▸ **About this exercise**
Answer these questions from the passage on the Wilson-Plame case:
1. Who published the book "How Bush Rules: Chronicles of a Radical Regime"?
2. Whose memo did Time magazine disclose, saying that Rove had confirmed Valerie Plame's identity?
3. Who was the deputy secretary of state from whom the original "leak" came?

▸ **Passage**
□ □ □ □ □ □ □
Conspiracy theories flourish in politics, and most of them have no more basis than spring training hopes for the Chicago Cubs.

Whenever things turn dicey for Republicans, they complain about the "liberal media" sabotaging them. And when Democrats get in a jam, they take up Hillary Clinton's warnings about a "vast right-wing conspiracy."

For much of the past five years, dark suspicions have been voiced about the Bush White House undermining its critics, and Karl Rove has been fingered as the chief culprit in this supposed plot to suppress the opposition.

Now at least one count in that indictment has been substantially weakened -- the charge that Rove masterminded a conspiracy to discredit Iraq intelligence critic Joseph Wilson by "outing" his CIA-operative wife, Valerie Plame.

I have written almost nothing about the Wilson-Plame case, because it seemed overblown to me from the start. Wilson's claim in a New York Times op-ed about his memo on the supposed Iraqi purchase of uranium yellowcake from Niger; the Robert D. Novak column naming Plame as the person who had recommended Wilson to check up on the reported sale; the call for a special prosecutor and the lengthy interrogation that led to the jailing of Judith Miller of the New York Times and the deposition of several other reporters; and, finally, the indictment of Lewis "Scooter" Libby, Vice President Cheney's chief of staff -- all of this struck me as being a tempest in a teapot.

No one behaved well in the whole mess -- not Wilson, not Libby, not special prosecutor Patrick Fitzgerald and not the reporters involved.

The only time I commented on the case was to caution reporters who offered bold First Amendment defenses for keeping their sources' names secret that they had better examine the motivations of the people leaking the information to be sure they deserve protection.

But caution has been notably lacking in some of the press treatment of this subject -- especially when it comes to Karl Rove. And it behooves us in the media to examine that behavior, not just sweep it under the rug.

Sidney Blumenthal, a former aide to President Bill Clinton and now a columnist for several publications, has just published a book titled, "How Bush Rules: Chronicles of a Radical Regime." It is a collection of his columns for Salon, including one originally published on July 14, 2005, titled "Rove's War."

It was occasioned by the disclosure of a memo from Time magazine's Matt Cooper, saying that Rove had confirmed to him the identity of Valerie Plame. To Blumenthal, that was proof that this "was political payback against Wilson by a White House that wanted to shift the public focus from the Iraq War to Wilson's motives."

Then Blumenthal went off on a rant: "While the White House stonewalls, Rove has license to run his own damage control operation. His surrogates argue that if Rove did anything, it wasn't a crime. . . . Rove is fighting his war as though it will be settled in a court of Washington pundits. Brandishing his formidable political weapons, he seeks to demonstrate his prowess once again. His corps of agents raises a din in which their voices drown out individual dissidents. His frantic massing of forces dominates the capital by winning the communications battle. Indeed, Rove may succeed momentarily in quelling the storm. But the stillness may be illusory. Before the prosecutor, Rove's arsenal is useless."

In fact, the prosecutor concluded that there was no crime; hence, no indictment. And we now know that the original "leak," in casual conversations with reporters Novak and Bob Woodward, came not from the conspiracy theorists' target in the White House but from the deputy secretary of state at the time, Richard Armitage, an esteemed member of the Washington establishment and no pal of Rove or President Bush.
□ □ □ □ □ □ □
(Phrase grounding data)

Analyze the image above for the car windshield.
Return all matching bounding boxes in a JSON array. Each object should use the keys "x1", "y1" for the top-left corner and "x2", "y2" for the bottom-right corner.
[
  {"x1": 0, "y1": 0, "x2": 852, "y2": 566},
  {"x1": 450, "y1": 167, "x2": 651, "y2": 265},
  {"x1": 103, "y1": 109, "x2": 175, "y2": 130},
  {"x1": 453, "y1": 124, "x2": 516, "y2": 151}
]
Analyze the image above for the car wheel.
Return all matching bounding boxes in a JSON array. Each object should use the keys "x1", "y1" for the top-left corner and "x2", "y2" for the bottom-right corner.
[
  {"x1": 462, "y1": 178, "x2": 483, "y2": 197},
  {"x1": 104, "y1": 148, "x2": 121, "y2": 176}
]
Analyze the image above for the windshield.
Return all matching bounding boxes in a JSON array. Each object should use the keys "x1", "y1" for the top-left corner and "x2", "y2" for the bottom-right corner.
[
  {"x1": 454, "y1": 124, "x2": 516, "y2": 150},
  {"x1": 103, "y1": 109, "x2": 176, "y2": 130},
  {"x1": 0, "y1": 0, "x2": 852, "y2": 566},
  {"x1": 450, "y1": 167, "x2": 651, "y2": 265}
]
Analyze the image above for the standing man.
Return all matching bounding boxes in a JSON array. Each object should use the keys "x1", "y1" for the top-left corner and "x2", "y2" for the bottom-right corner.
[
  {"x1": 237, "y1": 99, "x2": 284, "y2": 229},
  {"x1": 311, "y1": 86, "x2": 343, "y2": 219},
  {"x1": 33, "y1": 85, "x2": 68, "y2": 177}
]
□ □ □ □ □ □ □
▸ **Answer**
1. Sidney Blumenthal
2. Matt Cooper's
3. Richard Armitage